**Exercise objective:** Set down all of the entries precisely as they were written.

**Records for the exercise:**
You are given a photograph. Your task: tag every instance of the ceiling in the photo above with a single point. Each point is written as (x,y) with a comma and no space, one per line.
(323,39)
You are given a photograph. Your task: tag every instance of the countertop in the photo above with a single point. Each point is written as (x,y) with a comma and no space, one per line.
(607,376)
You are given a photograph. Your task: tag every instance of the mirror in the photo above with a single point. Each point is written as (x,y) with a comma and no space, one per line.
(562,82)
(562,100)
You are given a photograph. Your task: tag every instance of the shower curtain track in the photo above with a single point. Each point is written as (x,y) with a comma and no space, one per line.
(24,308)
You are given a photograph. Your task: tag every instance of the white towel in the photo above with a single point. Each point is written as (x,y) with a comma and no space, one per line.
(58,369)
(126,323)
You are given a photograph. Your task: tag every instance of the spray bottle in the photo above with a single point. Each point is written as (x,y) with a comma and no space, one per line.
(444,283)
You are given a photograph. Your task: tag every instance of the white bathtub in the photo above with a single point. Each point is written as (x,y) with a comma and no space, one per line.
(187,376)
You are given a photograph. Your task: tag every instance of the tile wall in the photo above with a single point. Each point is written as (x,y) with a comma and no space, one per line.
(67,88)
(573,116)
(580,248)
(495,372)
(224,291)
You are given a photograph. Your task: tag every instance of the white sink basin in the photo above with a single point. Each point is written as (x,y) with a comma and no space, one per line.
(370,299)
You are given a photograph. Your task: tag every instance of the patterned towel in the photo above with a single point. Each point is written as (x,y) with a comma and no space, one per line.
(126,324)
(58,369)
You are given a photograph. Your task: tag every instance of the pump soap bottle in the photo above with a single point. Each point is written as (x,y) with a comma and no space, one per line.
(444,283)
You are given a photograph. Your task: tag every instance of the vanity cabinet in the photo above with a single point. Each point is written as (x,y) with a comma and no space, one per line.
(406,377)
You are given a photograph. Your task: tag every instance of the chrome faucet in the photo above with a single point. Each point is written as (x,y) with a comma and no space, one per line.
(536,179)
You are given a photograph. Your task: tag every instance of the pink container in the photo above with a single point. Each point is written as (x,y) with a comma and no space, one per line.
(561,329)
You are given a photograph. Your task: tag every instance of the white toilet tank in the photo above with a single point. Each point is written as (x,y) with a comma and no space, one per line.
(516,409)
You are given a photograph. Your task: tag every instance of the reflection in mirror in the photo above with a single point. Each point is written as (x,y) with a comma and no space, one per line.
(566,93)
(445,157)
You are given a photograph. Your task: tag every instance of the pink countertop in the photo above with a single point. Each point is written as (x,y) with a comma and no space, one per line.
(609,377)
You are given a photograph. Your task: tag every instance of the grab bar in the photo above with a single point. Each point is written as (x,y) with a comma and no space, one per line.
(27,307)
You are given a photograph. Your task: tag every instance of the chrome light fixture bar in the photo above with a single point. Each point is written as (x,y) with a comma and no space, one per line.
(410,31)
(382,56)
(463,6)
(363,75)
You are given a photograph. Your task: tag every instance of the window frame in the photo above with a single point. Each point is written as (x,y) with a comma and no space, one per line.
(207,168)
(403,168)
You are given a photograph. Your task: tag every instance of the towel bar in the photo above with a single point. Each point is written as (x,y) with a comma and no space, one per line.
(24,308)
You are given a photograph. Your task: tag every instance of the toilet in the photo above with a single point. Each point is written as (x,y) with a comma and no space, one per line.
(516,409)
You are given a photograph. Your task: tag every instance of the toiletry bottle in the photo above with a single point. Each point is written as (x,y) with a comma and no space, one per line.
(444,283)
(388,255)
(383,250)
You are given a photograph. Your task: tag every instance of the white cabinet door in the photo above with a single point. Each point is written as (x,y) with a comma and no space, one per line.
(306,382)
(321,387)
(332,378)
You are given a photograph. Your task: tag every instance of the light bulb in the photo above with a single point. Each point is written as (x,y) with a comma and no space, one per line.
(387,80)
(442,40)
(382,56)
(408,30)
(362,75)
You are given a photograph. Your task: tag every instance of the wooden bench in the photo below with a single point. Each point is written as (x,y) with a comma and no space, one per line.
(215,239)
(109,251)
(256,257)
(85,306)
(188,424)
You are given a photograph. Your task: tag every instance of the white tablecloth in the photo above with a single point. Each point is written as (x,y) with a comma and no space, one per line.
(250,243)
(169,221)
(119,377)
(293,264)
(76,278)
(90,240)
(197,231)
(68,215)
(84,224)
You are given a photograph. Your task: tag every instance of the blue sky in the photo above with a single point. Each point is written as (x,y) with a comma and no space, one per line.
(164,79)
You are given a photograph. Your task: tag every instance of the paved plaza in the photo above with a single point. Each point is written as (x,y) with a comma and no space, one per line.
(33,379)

**Answer to this exercise:**
You are given a photograph. Your task: tag every instance of the ceiling in the photo above with a single point. Each point is written as (x,y) with a comma and no space, one per line.
(323,39)
You are given a photograph. Your task: tag every instance of the countertop in the photo above with a single point. Each point is written as (x,y) with a comma and no space, one per line.
(607,376)
You are given a photograph. Your task: tag every instance of the mirror in the photo above with a single point. Each point is written as (x,y) with a comma and no space, one per line.
(562,82)
(562,100)
You are given a photograph. Your task: tag every instance of the shower curtain track in the photo above with a single point. Each point is written as (x,y) with a comma and no space, one per line.
(24,308)
You are given a photograph. Your task: tag every instance of the white towel in the photo above with a single point. Each point is written as (x,y) with a comma and no space, one per line.
(58,369)
(126,323)
You are given a photograph. Your task: tag every instance of the spray bottle in the photo above with a single point. Each point is written as (x,y) with a comma and no space, one per line.
(444,283)
You are given a photograph. Your task: tag every instance of the white bathtub in the photo above with a single point. Each point is written as (x,y) with a comma and no space, one per line.
(187,376)
You are given a photograph. Your task: tag every instance of the tile wall in the photo above with a single point. Each point is written as (x,y) with a comma and no space, one per line.
(67,88)
(573,116)
(580,248)
(495,372)
(224,291)
You are given a photograph. Your task: tag every instance of the white sink basin in the photo above with a single point. Each point is written as (x,y) with a comma and no space, one per line.
(370,299)
You are given a photograph. Your task: tag every instance of the patterned towel in the photo above with a single point. Each point is written as (x,y) with a comma and no space, one per line.
(126,324)
(58,369)
You are given a photograph. Your task: tag every instance of the pump soap bottle in the photo above with a single point. Each point is written as (x,y) with a comma and no space, one per line.
(444,283)
You are given a photograph. Your task: tag every instance of the vanity cabinet in the photo above with a single point. Each point is written as (x,y) with a comma and no space, one per line.
(406,377)
You are given a photograph. Your task: tag every instance of the chrome faucet in the photo above with a single point. Each point is written as (x,y) with a comma and no space, one per line.
(536,179)
You are given a photograph. Your task: tag every instance of the pink container in the photo above with a single point. Each point is written as (x,y) with a comma and no space, one per line.
(561,329)
You are given a photograph. Your task: tag every instance of the white toilet tank in the photo above with a single point. Each point is written as (x,y) with a comma and no space, one per line.
(516,409)
You are given a photograph. Your task: tag every instance of the reflection in mirror in the photo above with a single point. Each point is written as (x,y) with a comma and no space, one per line.
(566,93)
(445,157)
You are given a photograph. Your task: tag every instance of the pink countertop in the photo above with a single point. Each point is written as (x,y) with a comma and no space, one per line.
(609,377)
You are given a photograph. Your task: tag every instance of the grab bar in the photo above with a single point. Each point is written as (x,y) with a comma and no space, one per line.
(27,307)
You are given a photograph. Your task: tag every instance of the chrome light fixture bar in the photo above with a single point. Each point is written as (x,y) with a comma and no space, one per line.
(410,31)
(382,56)
(463,6)
(363,75)
You are given a photograph. Your task: tag every instance of the window frame in the photo above with a single point. Each point is written as (x,y) with a comma and no space, one per line.
(207,168)
(403,168)
You are given a photograph. Your task: tag every instance of the towel bar in the photo above with a single point. Each point is written as (x,y) with a comma and no space, one per line.
(24,308)
You are given a photograph. Your task: tag every instance of the toilet in the photo above with a single point. Each point is written as (x,y) with a comma and no space, one per line.
(516,409)
You are given a photograph. Your task: tag every instance of the toiletry bottle in the photo above with a single point. Each point is written as (x,y) with a comma and no space, one per line.
(444,283)
(388,255)
(383,250)
You are given a photograph. Your task: tag every instance of the white cabinet door in the photo above with a single point. Each point is written as (x,y) with a comma and no space, one per line.
(306,382)
(321,387)
(332,378)
You are given a photograph. Your task: tag every instance of the light bulb in the photo above with a single point. Each point is written as (x,y) with a comma and no space, one per line.
(387,80)
(442,40)
(382,56)
(408,30)
(362,75)
You are given a photograph. Your task: tag every instance of the wooden bench in the photo below with a single point. Each point is written as (x,y) with a comma and no space, one per line.
(215,239)
(109,251)
(256,257)
(85,306)
(188,424)
You are given a photograph. Your task: tag every instance of the white tablecloth in the photo above with a single point. Each point is written as (x,y) with a comma and no space, one per line.
(250,243)
(169,221)
(119,377)
(293,264)
(76,278)
(90,240)
(197,231)
(68,215)
(84,224)
You are given a photograph. Your task: tag every instance of the blue sky in the photo above with a single point. Each point is written as (x,y) with a comma and no space, one per line.
(164,79)
You are given a photograph. Your task: tag every instance of the paved plaza in the photo above with a single point. Each point is written as (x,y) with a comma and no space, one per line.
(33,379)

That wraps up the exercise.